Excerpts from a dataset.
▬▬▬▬▬▬

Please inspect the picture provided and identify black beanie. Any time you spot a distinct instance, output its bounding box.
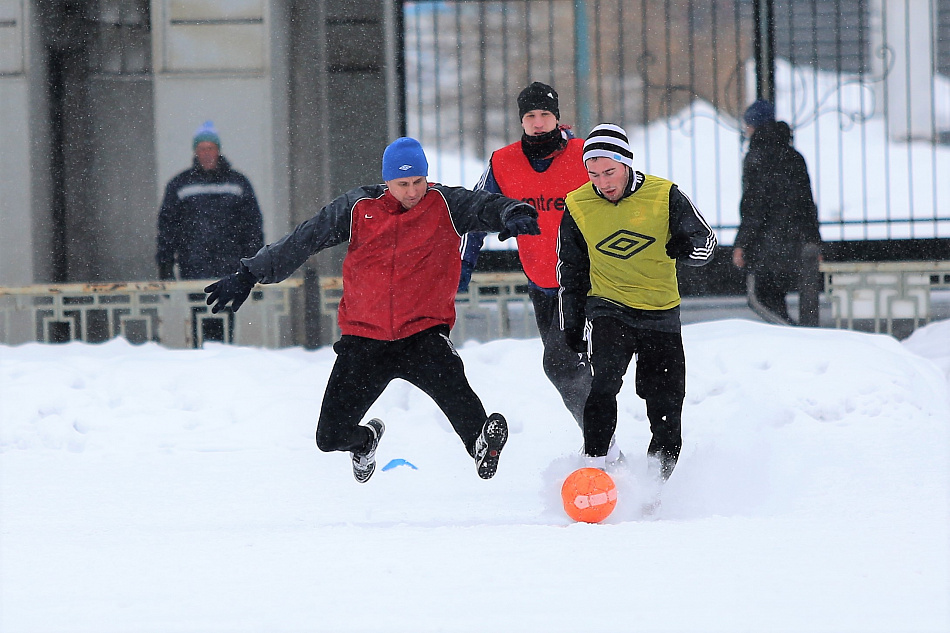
[518,82,560,120]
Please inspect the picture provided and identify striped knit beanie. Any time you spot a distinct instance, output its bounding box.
[583,123,634,169]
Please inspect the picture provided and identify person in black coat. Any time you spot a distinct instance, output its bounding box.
[733,100,821,324]
[156,121,264,280]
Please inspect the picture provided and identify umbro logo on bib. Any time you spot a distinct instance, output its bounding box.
[595,230,655,260]
[399,164,413,171]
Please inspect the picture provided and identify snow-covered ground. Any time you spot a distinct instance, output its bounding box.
[1,318,948,632]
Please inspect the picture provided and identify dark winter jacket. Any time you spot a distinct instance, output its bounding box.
[558,170,717,335]
[242,183,537,341]
[156,156,264,279]
[735,121,821,277]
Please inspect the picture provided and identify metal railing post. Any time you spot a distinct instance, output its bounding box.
[573,0,592,136]
[753,0,775,102]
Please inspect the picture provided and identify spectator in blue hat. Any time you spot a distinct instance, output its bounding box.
[156,121,264,280]
[733,101,822,324]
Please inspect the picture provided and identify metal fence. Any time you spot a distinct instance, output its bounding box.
[400,0,950,244]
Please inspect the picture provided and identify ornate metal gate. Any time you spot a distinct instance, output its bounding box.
[399,0,950,244]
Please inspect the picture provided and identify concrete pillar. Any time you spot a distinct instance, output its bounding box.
[287,0,394,346]
[324,0,394,193]
[0,0,33,285]
[150,0,290,268]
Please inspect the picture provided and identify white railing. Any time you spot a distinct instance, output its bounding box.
[821,261,950,336]
[0,273,536,349]
[8,265,945,348]
[0,279,303,348]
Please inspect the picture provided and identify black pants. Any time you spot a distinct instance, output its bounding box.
[315,325,488,456]
[751,269,795,323]
[584,317,685,465]
[528,285,592,428]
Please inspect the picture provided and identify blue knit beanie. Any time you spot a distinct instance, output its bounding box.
[382,137,428,182]
[743,100,775,128]
[193,120,221,149]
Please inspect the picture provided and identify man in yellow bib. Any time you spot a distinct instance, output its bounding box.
[557,124,717,479]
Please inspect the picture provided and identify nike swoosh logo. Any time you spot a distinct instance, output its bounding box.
[364,215,373,219]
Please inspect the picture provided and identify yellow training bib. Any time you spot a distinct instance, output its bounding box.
[565,177,680,310]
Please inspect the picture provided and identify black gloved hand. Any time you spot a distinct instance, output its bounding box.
[158,262,175,281]
[205,264,257,314]
[498,214,541,241]
[564,327,586,354]
[665,233,693,260]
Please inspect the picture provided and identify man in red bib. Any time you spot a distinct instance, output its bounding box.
[459,82,597,440]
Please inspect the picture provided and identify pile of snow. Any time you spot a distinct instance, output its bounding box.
[1,319,948,632]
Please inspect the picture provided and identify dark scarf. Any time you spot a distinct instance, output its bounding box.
[521,128,567,161]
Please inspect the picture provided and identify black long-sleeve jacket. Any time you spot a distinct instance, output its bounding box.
[736,121,821,277]
[558,170,716,334]
[156,156,264,279]
[242,182,536,340]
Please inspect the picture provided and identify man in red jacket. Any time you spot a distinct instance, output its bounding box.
[206,137,539,483]
[459,83,614,456]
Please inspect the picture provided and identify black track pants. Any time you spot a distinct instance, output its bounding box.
[315,325,488,456]
[528,285,592,428]
[752,269,793,322]
[583,317,685,462]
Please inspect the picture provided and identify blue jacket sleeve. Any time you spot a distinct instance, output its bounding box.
[458,161,503,292]
[463,164,502,257]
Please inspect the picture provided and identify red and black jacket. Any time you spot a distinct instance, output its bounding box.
[243,183,536,340]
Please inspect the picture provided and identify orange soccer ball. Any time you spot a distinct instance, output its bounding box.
[561,467,618,523]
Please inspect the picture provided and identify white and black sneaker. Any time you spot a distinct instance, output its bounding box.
[473,413,508,479]
[580,434,625,472]
[351,418,385,484]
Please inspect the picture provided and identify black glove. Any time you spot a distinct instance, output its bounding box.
[457,260,475,293]
[158,261,175,281]
[665,233,693,260]
[205,264,257,314]
[564,327,585,354]
[498,214,541,241]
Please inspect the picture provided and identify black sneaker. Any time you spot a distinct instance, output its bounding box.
[473,413,508,479]
[648,449,678,481]
[352,418,385,483]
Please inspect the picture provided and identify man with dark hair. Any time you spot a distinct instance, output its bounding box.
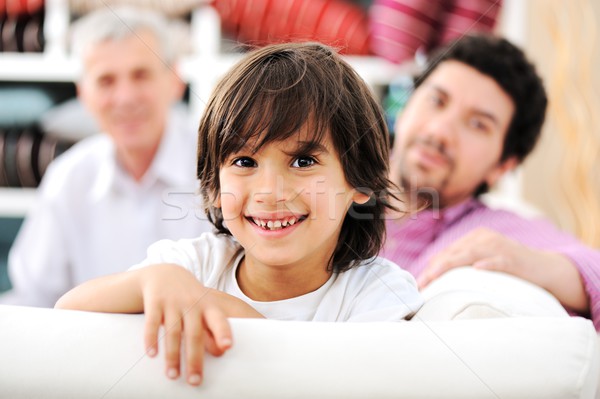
[383,34,600,330]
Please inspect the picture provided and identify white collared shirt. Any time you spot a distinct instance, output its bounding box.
[1,108,213,307]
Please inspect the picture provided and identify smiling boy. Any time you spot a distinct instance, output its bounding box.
[56,42,423,386]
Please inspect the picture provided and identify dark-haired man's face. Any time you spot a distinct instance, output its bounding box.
[390,60,517,209]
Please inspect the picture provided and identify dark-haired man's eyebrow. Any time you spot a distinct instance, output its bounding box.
[428,83,501,128]
[471,109,501,128]
[426,84,449,99]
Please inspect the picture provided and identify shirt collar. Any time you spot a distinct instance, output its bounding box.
[144,109,197,188]
[437,197,483,228]
[91,107,197,198]
[402,197,482,226]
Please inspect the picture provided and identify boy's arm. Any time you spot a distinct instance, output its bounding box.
[56,264,263,386]
[55,269,146,313]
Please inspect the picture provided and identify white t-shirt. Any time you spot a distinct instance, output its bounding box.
[1,109,213,307]
[131,233,424,322]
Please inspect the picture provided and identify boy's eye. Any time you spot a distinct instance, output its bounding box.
[233,157,256,168]
[291,156,316,168]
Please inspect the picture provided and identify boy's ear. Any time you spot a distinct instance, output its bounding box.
[212,193,221,208]
[352,190,371,205]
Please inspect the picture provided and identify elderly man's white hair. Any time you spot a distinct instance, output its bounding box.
[70,6,177,66]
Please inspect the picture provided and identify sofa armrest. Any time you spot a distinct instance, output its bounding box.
[415,267,568,321]
[0,305,597,398]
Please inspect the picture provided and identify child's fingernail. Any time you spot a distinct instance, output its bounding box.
[188,374,202,385]
[167,368,179,379]
[146,347,157,357]
[221,337,232,347]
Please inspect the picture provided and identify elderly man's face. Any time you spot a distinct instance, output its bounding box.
[78,30,182,158]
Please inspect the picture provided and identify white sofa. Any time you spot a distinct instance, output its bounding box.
[0,268,598,398]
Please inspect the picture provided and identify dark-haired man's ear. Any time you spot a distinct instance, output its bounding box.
[485,156,519,188]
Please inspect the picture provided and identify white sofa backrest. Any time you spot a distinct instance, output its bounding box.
[0,303,597,399]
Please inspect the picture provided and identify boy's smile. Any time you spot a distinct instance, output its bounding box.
[246,211,307,233]
[217,129,368,299]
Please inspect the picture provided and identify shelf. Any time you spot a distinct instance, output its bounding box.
[0,54,80,82]
[0,52,405,84]
[0,188,37,218]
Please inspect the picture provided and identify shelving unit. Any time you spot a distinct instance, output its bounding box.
[0,3,407,218]
[0,188,37,218]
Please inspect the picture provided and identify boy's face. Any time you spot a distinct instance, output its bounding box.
[390,60,516,208]
[217,128,368,288]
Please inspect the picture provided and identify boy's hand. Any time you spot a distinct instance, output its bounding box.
[138,264,262,386]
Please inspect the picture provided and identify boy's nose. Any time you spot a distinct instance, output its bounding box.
[253,169,290,204]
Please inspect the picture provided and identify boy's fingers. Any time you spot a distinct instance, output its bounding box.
[143,307,162,357]
[183,312,204,386]
[164,312,183,379]
[203,307,233,355]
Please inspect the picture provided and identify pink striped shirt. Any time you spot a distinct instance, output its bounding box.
[382,198,600,330]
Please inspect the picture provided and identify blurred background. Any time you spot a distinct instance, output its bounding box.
[0,0,598,293]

▬▬▬▬▬▬

Assigned task.
Could the data above be returned in full, exactly, with every image left out?

Result of the task.
Please inspect the picture provided and identify black beanie. Any time you spot a distinct instance, output its bounding box.
[518,82,560,120]
Please inspect the picture provided and identify striped knit beanie. Any time you spot a distinct instance, output its bounding box.
[583,123,634,169]
Please inspect the picture provided and identify person in black coat. Any time you spot a distinct instance, output its bounding box.
[733,100,821,324]
[156,121,264,280]
Please inspect the picture provided and identify umbro logo on bib. Any time you spot a distinct instance, output its bounding box.
[595,230,655,260]
[399,164,413,171]
Please inspect the picture provided and identify snow-covered ground. Any time you spot a distinct instance, output its bounding box.
[1,318,948,632]
Please inspect the picture provided and identify dark winter jacket. Any time you spot a distinct instance, output its bounding box.
[558,170,717,335]
[242,183,537,341]
[156,156,264,279]
[735,121,821,277]
Please inspect the picture provided and identify metal railing post. Any time you spot a distinct instance, output its bounding box.
[573,0,592,136]
[753,0,775,102]
Please inspect the picture provided and identify spectator in blue hat. Any time you spot a distinct instance, output its bounding box.
[156,121,264,280]
[733,101,822,324]
Please inspect the picture provided and identify metal fence. Any time you spot a distinct instance, output its bounding box.
[400,0,950,244]
Please inspect the picture provided and identify ornate metal gate. Any time you spot a distinct instance, output its bounding box.
[399,0,950,244]
Please inspect the picture provided and identify concrete pillar. Any time you spot a distinct instance, output its bounding box.
[287,0,394,346]
[324,0,394,193]
[0,0,33,285]
[150,0,290,268]
Please inspect the picture provided and identify white railing. Any time you spot a distinct instance, output its bounding box.
[821,261,950,336]
[0,273,536,349]
[8,265,945,348]
[0,279,303,348]
Please inspect the picture provided and identify black pants. Any time you spot a distinct instance, output its bounding box.
[315,325,488,456]
[751,269,795,323]
[584,317,685,465]
[528,285,592,428]
Please inspect the picture provided and identify blue knit beanie. Any time you spot a distinct instance, output its bounding box.
[382,137,428,182]
[743,100,775,128]
[193,120,221,149]
Please inspect the picture provided and identify man in yellow bib. Any time you spot a distinct instance, output its bounding box.
[557,124,717,479]
Please inspect the picture provided and identify nike swoosh logo. Any time you spot a distinct instance, output its bounding box.
[364,215,373,219]
Please inspect the picture provided and identify yellow training bib. Any time you spot a distinct instance, output its bounding box.
[565,177,680,310]
Please inspect the picture provided and identify black gloved hand. Any time you spot a distinct instance, output its bounding box.
[158,262,175,281]
[205,264,257,314]
[498,214,541,241]
[564,327,586,354]
[665,233,693,260]
Please inspect the picture provided and identify man in red bib. Any time you spot a distinct instance, output its bounding box.
[459,82,597,440]
Please inspect the picture provided and identify pile of snow. Any time you spot a distinct instance, output its bounding box.
[1,319,948,632]
Please inspect the picture provided and identify dark scarf. Any time you spot a distinct instance, output its bounding box.
[521,128,567,161]
Please inspect the picture provided and identify black long-sleeve jacket. Any time you spot a distinct instance, output its bounding box.
[736,121,821,277]
[558,170,716,334]
[156,156,264,279]
[242,182,536,340]
Please inspect the picture provided and identify man in red jacket. Any time you spot a distinct instance, output its bounding box.
[206,137,539,483]
[459,83,614,456]
Please inspect the picture provided and identify black track pants. Any time you spot a distinct instance, output its bounding box.
[315,325,488,456]
[528,285,592,428]
[752,269,793,322]
[583,317,685,462]
Please inspect the picture provided and identify blue jacket sleeve. Any time you spot a distinct instance, output its bounding box.
[458,161,503,292]
[463,164,502,257]
Please inspect the picture provided and identify red and black jacket. Any time you spot a distinct instance, output its bounding box.
[243,183,536,340]
Please inspect the picture provided and identify orange soccer ball. Any time you spot a distinct instance, output its bounding box.
[561,467,618,523]
Please inspect the picture provided and identify white and black sneaker. Any time you spot a distinct instance, output its bounding box.
[473,413,508,479]
[580,434,625,472]
[351,418,385,484]
Please inspect the picture provided and identify black glove. Any time you spot a distinct instance, output its bounding box.
[457,260,475,293]
[158,261,175,281]
[665,233,693,260]
[205,264,257,314]
[564,327,585,354]
[498,214,541,241]
Please inspect the picture provided and identify black sneaker. Any time you spot a distinct instance, output its bounding box.
[473,413,508,479]
[648,449,678,481]
[352,418,385,483]
Please inspect the picture provided and identify man with dark hair. Any time you spot a distinct instance, output its bounding box.
[383,34,600,330]
Please inspect the picture provided and identify white collared shirt. Any time you spot a distinct instance, output its bounding box.
[1,108,213,307]
Please inspect the picture provided and identify smiling boy. Any time you spot a distinct instance, output its bounding box.
[56,42,423,386]
Please inspect the picture provided and identify dark-haired man's face. Any time you spot a distinct instance, output its bounding box.
[390,60,517,209]
Please inspect the picture provided and identify dark-haired man's eyebrow. Any time you spot a distinct instance, output its bounding box.
[428,83,501,128]
[471,109,501,128]
[426,84,449,99]
Please inspect the picture provided and identify shirt collar. Any time you spot a distinct instance, output its bounding box.
[144,109,197,188]
[437,197,483,228]
[91,107,197,198]
[402,197,482,226]
Please inspect the picture provided and identify boy's arm. Any time you spot a distinct instance, output its bounding box.
[56,264,263,386]
[55,269,146,313]
Please inspect the picture provided and identify white t-shirt. Any time you spot a distinct instance, output its bounding box.
[1,109,213,307]
[131,233,424,322]
Please inspect the picture provided and identify boy's eye. Any time you spot a distinct instance, output its bounding box.
[233,157,256,168]
[291,156,316,168]
Please inspect the picture provided and identify boy's ear. Any time you spot a distinct instance, output its bounding box.
[212,193,221,208]
[352,190,371,205]
Please inspect the picture provided and identify elderly man's white hair. Any time you spot a distinct instance, output its bounding box.
[70,6,177,66]
Please inspect the picture provided and identify sofa armrest. Any time you spot a distinct instance, output its bounding box.
[415,267,568,321]
[0,305,597,398]
Please inspect the picture provided and identify child's fingernail. Any time you spot a distinct instance, output its bounding box.
[188,374,202,385]
[167,368,179,379]
[146,347,157,357]
[221,337,232,347]
Please inspect the picture provided and identify elderly man's face. Any time you spot a distinct instance, output its bounding box.
[78,30,182,158]
Please inspect the picture provided and identify white sofa. Any time you spot a distinct instance, output its bounding box.
[0,268,598,398]
Please inspect the picture provided and identify dark-haired man's ear. Any time you spot a distinct instance, output its bounding box.
[485,156,519,188]
Please inspect the picture provided and identify white sofa backrest. Any time you spot a distinct instance, output its bounding box.
[0,303,597,399]
Please inspect the picture provided and identify boy's smile. Any time you spot a distinct instance, output its bounding box.
[246,211,307,233]
[217,129,368,299]
Please inspect the picture provided and identify shelf. Any time you spot a distinct instance, output its bounding box.
[0,54,80,82]
[0,52,405,84]
[0,188,37,218]
Please inspect the picture provided and identify shelving unit. Any time you spot a distinct instance, output its bounding box.
[0,3,407,218]
[0,188,37,218]
Please inspect the picture provided and identify boy's face. Any time you spot a distinct instance, output its bounding box.
[390,60,516,208]
[217,128,368,288]
Please inspect the picture provided and identify boy's hand. Any time you spot a distinct instance, output its bounding box.
[138,264,262,386]
Please inspect the picture provided and identify boy's nose. Any time you spot a distinct instance, output its bounding box.
[253,169,290,204]
Please inspect the picture provided and identify boy's fingers. Any time you spot a distinct instance, output its bounding box.
[143,307,162,357]
[183,312,204,386]
[164,312,183,379]
[203,307,233,355]
Please inspect the picture provided and identify pink striped shirt. Any time you spot a distinct instance, output its bounding box.
[382,198,600,330]
Please inspect the picture provided and identify blurred background. Any time you spot a distinct instance, output its bounding box.
[0,0,598,293]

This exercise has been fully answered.